* _Passage_:

Podcast Playlist: Slate Sets New 'Slow Burn' Season About Iraq War

Courtesy of Slate
Noreen Malone

Noreen Malone will host the podcast's fifth season, which will premiere after the upcoming season on David Duke.

Slate has lined up the fifth season of its Slow Burn podcast before the fourth season has even dropped. 

Noreen Malone, former editorial director for New York, is returning to Slate to host a Slow Burn season about the Iraq War. The new season is expected to debut later this year after the release of the Josh Levin-hosted fourth season focused on David Duke's rise to power.

Slow Burn has focused on pivotal moments in America history, including the Watergate scandal and the impeachment of Bill Clinton. Malone will continue the thread by looking at the lead-up to and fallout from the Iraq War.

The project reunites Malone with Slate. She worked at the publication early in her career and also hosted the podcast The DoubleX Gabfest (later The Waves) until 2019. She has been an editor at New York for the last six years.

* _Listed records_:
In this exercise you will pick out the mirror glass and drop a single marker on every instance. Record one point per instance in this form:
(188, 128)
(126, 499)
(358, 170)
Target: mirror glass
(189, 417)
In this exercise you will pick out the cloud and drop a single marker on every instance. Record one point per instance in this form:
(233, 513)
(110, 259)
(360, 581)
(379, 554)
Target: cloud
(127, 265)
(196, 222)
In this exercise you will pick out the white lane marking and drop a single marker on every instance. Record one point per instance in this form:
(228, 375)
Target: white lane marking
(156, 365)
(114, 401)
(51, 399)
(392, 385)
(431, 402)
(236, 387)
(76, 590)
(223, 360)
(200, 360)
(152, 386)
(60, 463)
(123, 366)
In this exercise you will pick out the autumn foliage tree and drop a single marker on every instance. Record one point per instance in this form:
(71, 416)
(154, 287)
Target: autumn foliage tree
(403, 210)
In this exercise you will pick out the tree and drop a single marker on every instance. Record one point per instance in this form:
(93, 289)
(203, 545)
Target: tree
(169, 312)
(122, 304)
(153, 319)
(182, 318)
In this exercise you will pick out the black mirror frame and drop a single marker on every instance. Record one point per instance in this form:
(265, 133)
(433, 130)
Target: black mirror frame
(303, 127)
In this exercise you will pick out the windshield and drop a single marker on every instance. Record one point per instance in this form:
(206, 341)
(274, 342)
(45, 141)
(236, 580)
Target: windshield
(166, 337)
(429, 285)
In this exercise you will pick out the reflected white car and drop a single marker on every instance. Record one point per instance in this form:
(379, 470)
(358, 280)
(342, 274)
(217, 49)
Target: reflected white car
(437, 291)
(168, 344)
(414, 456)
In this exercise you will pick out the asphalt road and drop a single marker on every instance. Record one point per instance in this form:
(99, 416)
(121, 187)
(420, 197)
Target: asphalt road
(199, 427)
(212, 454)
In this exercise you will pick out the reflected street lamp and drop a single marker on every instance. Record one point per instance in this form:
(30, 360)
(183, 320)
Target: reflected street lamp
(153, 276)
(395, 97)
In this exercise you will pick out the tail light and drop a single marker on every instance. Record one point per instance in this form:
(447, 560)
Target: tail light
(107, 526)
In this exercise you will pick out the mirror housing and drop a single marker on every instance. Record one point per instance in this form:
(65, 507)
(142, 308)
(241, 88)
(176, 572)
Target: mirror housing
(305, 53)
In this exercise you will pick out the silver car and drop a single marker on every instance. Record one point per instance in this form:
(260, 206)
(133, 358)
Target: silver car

* _Written exercise 1_: Give back the entire Slow Burn news item word for word.
* _Written exercise 2_: Identify each line of the listing that contains the word "light", and copy every such line in full.

* _Written answer 1_:
Podcast Playlist: Slate Sets New 'Slow Burn' Season About Iraq War

Courtesy of Slate
Noreen Malone

Noreen Malone will host the podcast's fifth season, which will premiere after the upcoming season on David Duke.

Slate has lined up the fifth season of its Slow Burn podcast before the fourth season has even dropped. 

Noreen Malone, former editorial director for New York, is returning to Slate to host a Slow Burn season about the Iraq War. The new season is expected to debut later this year after the release of the Josh Levin-hosted fourth season focused on David Duke's rise to power.

Slow Burn has focused on pivotal moments in America history, including the Watergate scandal and the impeachment of Bill Clinton. Malone will continue the thread by looking at the lead-up to and fallout from the Iraq War.

The project reunites Malone with Slate. She worked at the publication early in her career and also hosted the podcast The DoubleX Gabfest (later The Waves) until 2019. She has been an editor at New York for the last six years.

* _Written answer 2_:
In this exercise you will pick out the tail light and drop a single marker on every instance. Record one point per instance in this form:
Target: tail light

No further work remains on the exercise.